• **GEZEIGTER TEXT**
-*-
Jeong Yu-jeong: "Sieben Jahre Nacht"
Roman. Aus dem Koreanischen von Kyong-Hae Flügel
Unionsverlag, Zürich 2015
528 Seiten, 19.95 Euro
Die Wahrheit über das Stauseemonster
Ein Mann öffnet die Schleusen eines Stausees. Viele Menschen ertrinken. Warum dieser Massenmord geschah, erzählt die koreanische Bestsellerautorin Jeong Yu-jeong geschickt in ihrem Krimi "Sieben Jahre Nacht". Ein beunruhigendes Leseerlebnis.
Über die Tatsachen des Verbrechens wird der Leser dieses Kriminalromans nicht im Dunkeln gelassen, die Ermittlungen sind schon zu Beginn der Geschichte abgeschlossen: Am 12. September 2004 öffnet Choi Hyunsu, der Sicherheitsmanager eines Stausees, die Schleusentore und ertränkt ein ganzes Dorf und die Hälfte seiner Einwohner in den Fluten, zuvor soll er ein Mädchen erwürgt und seine Frau umgebracht haben. Die Medien geben ihm den Namen "Stauseemonster". Sieben Jahre später leidet sein inzwischen 18-jähriger Sohn, Choi Sowon noch immer an dem Stigma, solch ein Monster als Vater zu haben. Es gibt es keinen Zweifel an seiner Schuld.
Akribische Suche nach den Motiven
Wozu dann noch weiterlesen? Dieser Roman soll von der Welt zwischen den Tatsachen und der Wahrheit handeln, schreibt die koreanische Bestseller-Autorin Jeong Yu-jeong im Nachwort. Und so schickt sie den Leser auf die mühsame Suche nach der Wahrheit hinter diesem Verbrechen. Sowons Ziehonkel, ein mittelmäßig erfolgreicher Schriftsteller, hat die sieben Jahre seit dem Unglück damit zugebracht, ihr auf die Schliche zu kommen. Seine Aufzeichnungen lesen wir, und Dank seiner akribischen Recherchen bekommen wir die Ereignisse aus der Perspektive aller Beteiligten geschildert.
-*-
• **DATENZEILEN**

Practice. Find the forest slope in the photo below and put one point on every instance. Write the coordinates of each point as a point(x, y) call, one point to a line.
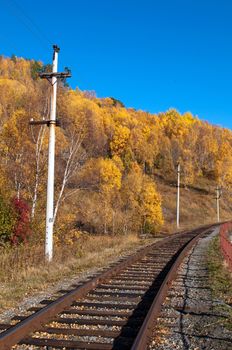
point(121, 158)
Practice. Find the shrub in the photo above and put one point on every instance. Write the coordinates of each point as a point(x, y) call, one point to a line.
point(7, 220)
point(22, 229)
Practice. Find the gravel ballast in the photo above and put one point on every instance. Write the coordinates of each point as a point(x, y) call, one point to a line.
point(190, 317)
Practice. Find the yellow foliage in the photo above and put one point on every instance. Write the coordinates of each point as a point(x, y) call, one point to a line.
point(120, 140)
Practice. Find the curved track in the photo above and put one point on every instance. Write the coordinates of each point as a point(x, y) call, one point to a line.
point(116, 309)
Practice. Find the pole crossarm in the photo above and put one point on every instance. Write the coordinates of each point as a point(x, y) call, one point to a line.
point(50, 75)
point(45, 122)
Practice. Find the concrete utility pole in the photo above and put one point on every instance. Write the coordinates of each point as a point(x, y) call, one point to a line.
point(51, 162)
point(178, 197)
point(218, 196)
point(52, 123)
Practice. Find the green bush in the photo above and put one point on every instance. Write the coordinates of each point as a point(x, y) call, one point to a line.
point(7, 220)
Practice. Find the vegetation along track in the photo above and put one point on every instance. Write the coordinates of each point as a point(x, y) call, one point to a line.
point(115, 309)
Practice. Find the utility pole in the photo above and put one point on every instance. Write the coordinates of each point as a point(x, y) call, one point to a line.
point(178, 197)
point(218, 196)
point(52, 77)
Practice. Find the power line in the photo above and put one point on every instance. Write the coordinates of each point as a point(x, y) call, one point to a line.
point(24, 18)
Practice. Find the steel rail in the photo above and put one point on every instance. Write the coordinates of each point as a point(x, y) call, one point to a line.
point(14, 334)
point(143, 337)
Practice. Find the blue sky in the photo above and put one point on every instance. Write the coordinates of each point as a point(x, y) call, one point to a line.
point(150, 54)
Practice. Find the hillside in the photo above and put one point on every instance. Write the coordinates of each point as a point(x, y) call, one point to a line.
point(119, 157)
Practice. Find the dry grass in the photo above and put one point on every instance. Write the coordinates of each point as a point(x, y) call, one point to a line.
point(197, 205)
point(220, 281)
point(23, 271)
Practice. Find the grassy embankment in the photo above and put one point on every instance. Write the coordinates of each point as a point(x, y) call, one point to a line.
point(220, 281)
point(23, 271)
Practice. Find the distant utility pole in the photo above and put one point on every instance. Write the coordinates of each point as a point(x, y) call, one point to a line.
point(52, 77)
point(178, 197)
point(218, 196)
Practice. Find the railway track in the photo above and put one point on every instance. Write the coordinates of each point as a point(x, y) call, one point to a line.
point(115, 309)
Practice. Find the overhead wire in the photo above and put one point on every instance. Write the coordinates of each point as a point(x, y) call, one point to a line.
point(18, 12)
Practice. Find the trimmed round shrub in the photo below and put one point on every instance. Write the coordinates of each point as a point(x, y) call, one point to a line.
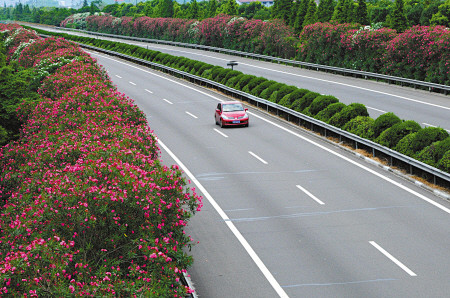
point(444, 163)
point(243, 81)
point(288, 99)
point(266, 93)
point(434, 153)
point(321, 102)
point(361, 126)
point(261, 87)
point(221, 74)
point(204, 67)
point(426, 136)
point(391, 136)
point(160, 57)
point(404, 145)
point(301, 104)
point(252, 84)
point(285, 90)
point(233, 80)
point(346, 114)
point(229, 75)
point(384, 122)
point(326, 114)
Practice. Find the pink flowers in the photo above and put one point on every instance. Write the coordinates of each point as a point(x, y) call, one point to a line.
point(84, 145)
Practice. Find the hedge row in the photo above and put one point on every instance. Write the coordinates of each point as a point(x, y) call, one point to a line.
point(87, 209)
point(387, 130)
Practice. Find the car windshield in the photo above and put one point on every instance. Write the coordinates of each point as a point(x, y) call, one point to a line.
point(232, 107)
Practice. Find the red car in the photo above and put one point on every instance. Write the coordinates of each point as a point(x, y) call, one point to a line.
point(231, 113)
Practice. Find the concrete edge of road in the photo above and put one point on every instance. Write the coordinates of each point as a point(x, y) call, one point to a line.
point(442, 194)
point(438, 193)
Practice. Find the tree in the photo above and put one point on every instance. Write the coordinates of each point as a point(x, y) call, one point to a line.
point(325, 10)
point(397, 19)
point(442, 17)
point(311, 16)
point(361, 13)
-*-
• **GESTELLTES ZIEL 1**
Beantworte zur Rezension über „Sieben Jahre Nacht“ diese Fragen:
(a) An welchem Tag öffnet Choi Hyunsu die Schleusentore?
(b) Welchen Namen geben ihm die Medien?
(c) Wer hat die sieben Jahre seit dem Unglück mit Recherchen zugebracht?
• **GESTELLTES ZIEL 2**
Führe die Rezension über „Sieben Jahre Nacht“ nach ihrem letzten Satz fort.

• **RICHTIGE ANTWORT 1**
(a) Am 12. September 2004.
(b) „Stauseemonster“.
(c) Sowons Ziehonkel, ein mittelmäßig erfolgreicher Schriftsteller.

• **RICHTIGE ANTWORT 2**
Da ist die Hauptperson, der phlegmatische Choi Hyunsu, ein Versager, ein Alkoholiker, der seine Baseball-Karriere schon früh an den Nagel hängen musste und seitdem den Weg des geringsten Widerstands geht. Da ist seine Frau Kang Unju, die aus einfachen Verhältnissen kommt und etwas aus sich machen will. Ihr Ehrgeiz und ihre Sehnsucht nach finanziellem Wohlstand haben sie hart und giftig gemacht. Da ist der Zahnarzt Yi Youngjae, der Besitzer des Landschaftsparks am Stausee, ein perverser Gewalttäter und Vater des ermordeten Mädchens. Und da ist Sowons Ziehonkel Ahn Sunghwan, ein weitgehend passiver Beobachter, der auf der Suche nach einem guten Stoff für seinen nächsten Roman ist. Sie alle, das wird schnell klar, sind Teil dieser Katastrophe, sie alle steuern darauf zu.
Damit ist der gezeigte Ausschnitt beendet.